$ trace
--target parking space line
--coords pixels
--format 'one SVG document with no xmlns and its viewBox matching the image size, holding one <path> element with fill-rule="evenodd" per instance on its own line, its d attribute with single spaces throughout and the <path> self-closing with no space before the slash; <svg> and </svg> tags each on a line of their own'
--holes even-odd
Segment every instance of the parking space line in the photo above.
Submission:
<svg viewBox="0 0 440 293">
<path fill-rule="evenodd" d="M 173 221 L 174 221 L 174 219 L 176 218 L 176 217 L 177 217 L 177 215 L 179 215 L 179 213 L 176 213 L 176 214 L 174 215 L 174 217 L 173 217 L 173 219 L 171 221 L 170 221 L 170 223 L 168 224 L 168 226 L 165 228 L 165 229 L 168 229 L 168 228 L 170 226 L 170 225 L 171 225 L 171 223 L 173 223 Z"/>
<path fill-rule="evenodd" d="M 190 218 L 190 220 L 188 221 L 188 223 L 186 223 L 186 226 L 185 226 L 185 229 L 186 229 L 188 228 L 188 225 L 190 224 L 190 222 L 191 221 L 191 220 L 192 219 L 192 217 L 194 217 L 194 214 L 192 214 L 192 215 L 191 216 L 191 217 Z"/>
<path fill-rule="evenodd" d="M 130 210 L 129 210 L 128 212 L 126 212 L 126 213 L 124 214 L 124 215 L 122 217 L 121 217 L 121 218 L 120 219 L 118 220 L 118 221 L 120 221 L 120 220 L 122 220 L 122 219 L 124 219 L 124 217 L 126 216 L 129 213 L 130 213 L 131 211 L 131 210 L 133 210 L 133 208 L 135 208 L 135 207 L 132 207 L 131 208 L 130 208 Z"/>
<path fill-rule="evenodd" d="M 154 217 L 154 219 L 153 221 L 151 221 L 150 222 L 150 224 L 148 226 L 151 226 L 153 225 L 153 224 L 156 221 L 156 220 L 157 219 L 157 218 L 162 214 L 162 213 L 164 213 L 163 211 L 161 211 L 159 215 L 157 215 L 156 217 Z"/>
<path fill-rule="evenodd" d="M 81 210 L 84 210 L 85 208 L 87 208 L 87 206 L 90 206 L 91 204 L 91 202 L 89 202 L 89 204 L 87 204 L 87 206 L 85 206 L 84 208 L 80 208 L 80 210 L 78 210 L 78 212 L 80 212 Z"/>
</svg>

→ **What you need to do**
Print all of the data above again without any change, line for line.

→ **Completed task**
$ trace
--target parking space line
--coords pixels
--format 'one SVG document with no xmlns and its viewBox matching the image size, holding one <path> element with fill-rule="evenodd" per instance on its own line, its d attribute with single spaces throughout and the <path> self-closing with no space before the slash; <svg> and </svg> tags each on a line of their own'
--holes even-odd
Segment every instance of the parking space line in the photo above.
Submission:
<svg viewBox="0 0 440 293">
<path fill-rule="evenodd" d="M 173 221 L 174 221 L 174 219 L 176 218 L 176 217 L 177 217 L 177 215 L 179 215 L 179 213 L 176 213 L 176 214 L 174 215 L 174 217 L 173 217 L 173 219 L 171 221 L 170 221 L 170 223 L 168 224 L 168 226 L 165 228 L 165 229 L 168 229 L 168 228 L 170 226 L 170 225 L 171 225 L 171 223 L 173 223 Z"/>
<path fill-rule="evenodd" d="M 190 218 L 190 220 L 188 221 L 188 223 L 186 223 L 186 226 L 185 226 L 185 229 L 186 229 L 188 228 L 188 225 L 190 224 L 190 222 L 191 221 L 191 220 L 192 219 L 192 217 L 194 217 L 194 214 L 192 214 L 192 215 L 191 216 L 191 217 Z"/>
<path fill-rule="evenodd" d="M 130 210 L 129 210 L 128 212 L 126 212 L 126 213 L 124 214 L 124 215 L 122 217 L 121 217 L 121 218 L 120 219 L 118 220 L 118 221 L 120 221 L 120 220 L 122 220 L 122 219 L 124 219 L 124 217 L 126 216 L 129 213 L 130 213 L 131 211 L 131 210 L 133 210 L 133 208 L 135 208 L 135 207 L 132 207 L 131 208 L 130 208 Z"/>
<path fill-rule="evenodd" d="M 154 217 L 154 219 L 153 221 L 151 221 L 150 222 L 150 224 L 148 226 L 151 226 L 153 225 L 153 224 L 156 221 L 156 220 L 157 219 L 157 218 L 162 214 L 162 213 L 164 213 L 163 211 L 161 211 L 159 215 L 157 215 L 156 217 Z"/>
<path fill-rule="evenodd" d="M 81 210 L 84 210 L 85 208 L 87 208 L 87 206 L 90 206 L 91 204 L 91 202 L 89 202 L 89 204 L 87 204 L 87 206 L 85 206 L 84 208 L 80 208 L 80 210 L 78 210 L 78 212 L 80 212 Z"/>
</svg>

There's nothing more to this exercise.